▶ [Exercise prompt]:
Continue the following article on the decline in anti-Semitic incidents in 2010, beginning after its final sentence.

=== Document passage ===

Anti-Semitic incidents worldwide dropped sharply in 2010 from their peak in 2009, according to an annual report issued by an Israeli university on the eve of the nation's Holocaust Memorial Day.
Anti-Semitic Incidents Down This Past Year, Still High
Anti-Semitic incidents worldwide dropped sharply in 2010 from their peak in 2009, according to an annual report issued by an Israeli university on the eve of the nation’s Holocaust Memorial Day.
However, the levels are significantly higher than they were a decade ago, when the upward trend began, according to the report from Tel Aviv University’s Steven Roth Institute for the Study of Contemporary Anti-Semitism and Racism and the Kantor Center for the Study of European Jewry.
“The important question that must be asked today is: Have we learned the lessons of the Holocaust in the world? And to our great regret, the answer is no,” Israeli Prime Minister Benjamin Netanyahu at the start of the weekly Cabinet meeting. “A renewed anti-Semitism is spreading. Various forces are joining together and flooding the world with anti-Semitism. The hatred of Jews and the denial of their existence have turned into hatred of the Jewish state and denial of its existence.”
According to the report, major incidents of physical violence, direct threats and major acts of vandalism fell by 46 percent, from 1,129 in 2009 to 614 in 2010. Although it represents a decrease, researchers pointed out the figure of 614 is the third-highest reported since worldwide statistics began to be monitored in the late 1980s.
The 2009 peak was attributed to the Israeli incursion into Gaza in early 2009, which the authors said sparked violence against Jews. “Since Jews and Israelis are often conflated into a single collective, events in the Middle East often provoke anti-Jewish groups and individuals into perpetrating hostile activities against local Jews.”

=== Provided records ===

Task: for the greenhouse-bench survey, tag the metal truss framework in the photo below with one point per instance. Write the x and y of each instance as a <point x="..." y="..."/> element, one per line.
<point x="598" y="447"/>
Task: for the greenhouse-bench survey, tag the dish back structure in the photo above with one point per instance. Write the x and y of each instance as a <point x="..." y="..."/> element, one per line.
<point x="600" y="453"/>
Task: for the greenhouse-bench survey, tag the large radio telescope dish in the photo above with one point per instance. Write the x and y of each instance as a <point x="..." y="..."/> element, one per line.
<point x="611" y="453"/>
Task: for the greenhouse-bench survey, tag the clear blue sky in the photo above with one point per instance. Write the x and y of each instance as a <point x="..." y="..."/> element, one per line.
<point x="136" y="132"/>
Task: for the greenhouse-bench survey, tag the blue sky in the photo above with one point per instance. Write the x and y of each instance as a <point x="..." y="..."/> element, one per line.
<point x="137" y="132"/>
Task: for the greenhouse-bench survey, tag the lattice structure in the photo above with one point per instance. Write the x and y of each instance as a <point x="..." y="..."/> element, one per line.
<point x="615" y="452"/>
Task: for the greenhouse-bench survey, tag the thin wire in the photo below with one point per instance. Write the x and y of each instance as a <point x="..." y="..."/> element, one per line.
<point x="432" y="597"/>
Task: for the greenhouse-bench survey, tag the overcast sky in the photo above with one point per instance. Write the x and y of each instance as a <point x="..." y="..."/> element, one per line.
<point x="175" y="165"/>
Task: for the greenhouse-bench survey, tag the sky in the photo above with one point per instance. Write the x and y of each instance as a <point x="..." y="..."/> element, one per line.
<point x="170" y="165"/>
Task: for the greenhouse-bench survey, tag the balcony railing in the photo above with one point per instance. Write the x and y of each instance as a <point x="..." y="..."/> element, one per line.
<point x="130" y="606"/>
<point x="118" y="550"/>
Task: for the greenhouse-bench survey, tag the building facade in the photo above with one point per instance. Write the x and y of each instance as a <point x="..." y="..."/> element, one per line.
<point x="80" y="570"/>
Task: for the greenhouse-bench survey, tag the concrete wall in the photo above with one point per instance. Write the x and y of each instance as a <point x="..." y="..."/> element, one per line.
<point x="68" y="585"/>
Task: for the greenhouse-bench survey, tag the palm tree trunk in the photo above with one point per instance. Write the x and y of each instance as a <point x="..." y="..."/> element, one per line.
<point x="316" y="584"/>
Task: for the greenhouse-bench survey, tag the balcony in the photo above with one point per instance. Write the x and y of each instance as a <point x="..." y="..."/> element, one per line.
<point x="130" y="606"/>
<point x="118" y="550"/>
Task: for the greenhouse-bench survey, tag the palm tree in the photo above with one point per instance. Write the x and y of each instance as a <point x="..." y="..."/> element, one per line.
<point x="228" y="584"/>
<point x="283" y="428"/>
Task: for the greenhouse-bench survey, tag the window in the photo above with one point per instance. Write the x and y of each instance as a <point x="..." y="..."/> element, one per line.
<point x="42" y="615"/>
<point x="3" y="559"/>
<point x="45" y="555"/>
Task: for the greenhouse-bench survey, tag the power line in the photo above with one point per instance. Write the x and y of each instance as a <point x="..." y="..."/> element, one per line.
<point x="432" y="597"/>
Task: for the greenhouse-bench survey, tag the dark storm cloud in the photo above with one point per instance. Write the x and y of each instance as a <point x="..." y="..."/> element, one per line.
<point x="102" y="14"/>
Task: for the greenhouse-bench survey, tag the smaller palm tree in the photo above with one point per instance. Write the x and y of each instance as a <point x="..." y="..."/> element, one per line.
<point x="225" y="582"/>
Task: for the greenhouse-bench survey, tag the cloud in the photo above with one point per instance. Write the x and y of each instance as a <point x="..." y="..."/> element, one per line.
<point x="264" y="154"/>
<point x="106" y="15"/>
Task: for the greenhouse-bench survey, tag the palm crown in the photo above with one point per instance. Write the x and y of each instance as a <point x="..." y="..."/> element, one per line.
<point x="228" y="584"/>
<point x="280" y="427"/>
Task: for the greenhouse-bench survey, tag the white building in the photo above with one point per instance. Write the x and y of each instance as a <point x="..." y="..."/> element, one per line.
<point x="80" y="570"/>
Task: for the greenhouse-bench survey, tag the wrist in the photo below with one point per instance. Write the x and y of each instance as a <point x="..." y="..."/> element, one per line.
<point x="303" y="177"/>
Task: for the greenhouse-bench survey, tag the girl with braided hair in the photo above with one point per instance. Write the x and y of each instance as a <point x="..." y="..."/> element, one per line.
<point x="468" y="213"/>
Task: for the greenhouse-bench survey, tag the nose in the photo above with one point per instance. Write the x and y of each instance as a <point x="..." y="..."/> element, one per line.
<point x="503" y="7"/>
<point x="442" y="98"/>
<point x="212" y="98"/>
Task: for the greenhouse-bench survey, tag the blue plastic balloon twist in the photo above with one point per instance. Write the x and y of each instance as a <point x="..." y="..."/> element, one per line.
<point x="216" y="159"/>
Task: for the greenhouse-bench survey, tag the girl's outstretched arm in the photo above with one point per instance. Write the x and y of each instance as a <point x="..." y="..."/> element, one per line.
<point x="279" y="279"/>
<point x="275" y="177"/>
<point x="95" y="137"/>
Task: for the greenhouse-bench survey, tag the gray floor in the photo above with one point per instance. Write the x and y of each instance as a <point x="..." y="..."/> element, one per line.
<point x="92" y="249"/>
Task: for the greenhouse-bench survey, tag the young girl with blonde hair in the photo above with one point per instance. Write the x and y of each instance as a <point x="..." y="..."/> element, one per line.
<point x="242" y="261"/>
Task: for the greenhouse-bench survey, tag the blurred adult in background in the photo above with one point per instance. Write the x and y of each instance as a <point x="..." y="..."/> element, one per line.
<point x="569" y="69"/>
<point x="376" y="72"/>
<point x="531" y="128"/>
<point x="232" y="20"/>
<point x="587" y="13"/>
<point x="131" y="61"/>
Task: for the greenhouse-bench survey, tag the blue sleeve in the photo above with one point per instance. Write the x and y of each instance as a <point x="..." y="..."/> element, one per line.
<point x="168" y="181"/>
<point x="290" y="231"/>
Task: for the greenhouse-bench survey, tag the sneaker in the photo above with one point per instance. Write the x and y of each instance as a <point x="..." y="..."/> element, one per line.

===

▶ [Answer to this exercise]:
In 2010, the largest number of violent incidents took place in the United Kingdom, France and Canada. The three nations saw 60% of all worldwide incidents, the report said.
The report also expressed concern over “countless anti-Semitic diatribes, speeches, press articles and especially the electronic posts in almost every possible form on the internet … the central themes were the Jewish – Zionist world power and conspiracy, the demonization and the delegitimization of Israel mainly by comparing it to Nazi Germany and labeling it an apartheid state.”
Holocaust Memorial Day begins at sundown on Sunday. It marks the anniversary of the Warsaw, Poland, ghetto uprising, which began April 19, 1943, when German troops and police attempted to deport its surviving inhabitants. Jews held out against the Germans for 27 days. About 300 Germans and 7,000 Jews were killed in the violence.
The memorial day is also observed in the United States. Congress established the Days of Remembrance as the nation’s annual commemoration of the Holocaust, according to the United States Holocaust Memorial Museum. The 2011 remembrance week is May 1-8.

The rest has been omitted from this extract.